──────── MATERIAL FOR THIS TASK

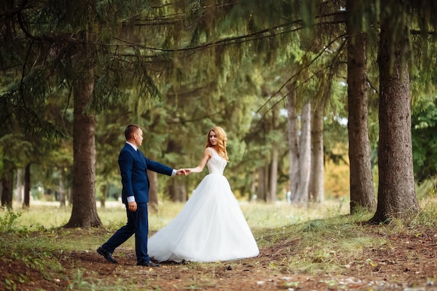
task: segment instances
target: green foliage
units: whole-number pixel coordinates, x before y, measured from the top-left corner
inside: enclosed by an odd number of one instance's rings
[[[437,100],[426,100],[411,117],[414,173],[419,182],[437,175]]]
[[[17,230],[17,222],[21,213],[8,208],[0,214],[0,232],[10,232]]]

────────────────

**GIVEN INSTRUCTION**
Rewrite the listing above with "leafy plants" in place of "green foliage", keeping everything else the same and leaving out the pictures.

**THE COMPLETED TASK**
task: segment instances
target: leafy plants
units: whole-number pixel coordinates, x before y, measured from the top-left corner
inside: enclosed by an odd number of one instance's rings
[[[437,100],[426,100],[411,117],[414,173],[419,182],[437,175]]]
[[[17,230],[17,222],[21,213],[8,208],[0,214],[0,232],[10,232]]]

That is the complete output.